╭─ Text shown

A crypto trader has become the biggest hit by bad actors this month so far losing $1.28 million in crypto assets to a malicious permit transaction.
The loss of the assets is the latest episode in the Phishing pandemic sweeping across the industry.
The unfortunate development was picked up by Blockchain Analytics firm Peckshield alerts on Oct 14. Peckshield confirmed that the cryptocurrency investor lost 108 billion PEPE, 73.8 million APU, and 165,000 MSTR tokens after getting tricked into signing a phishing permit signature transaction.
Peckshield alerts shared there findings on the development on their X page.

╰─
╭─ Recorded information

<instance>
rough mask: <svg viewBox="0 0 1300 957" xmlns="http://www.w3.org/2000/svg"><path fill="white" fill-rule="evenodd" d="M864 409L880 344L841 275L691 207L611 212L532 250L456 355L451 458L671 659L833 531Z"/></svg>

╰─

## Assignment
In the report on the crypto trader's phishing loss, what type of transaction tricked the investor into losing the tokens?

## Answer for this exercise
A phishing permit signature transaction.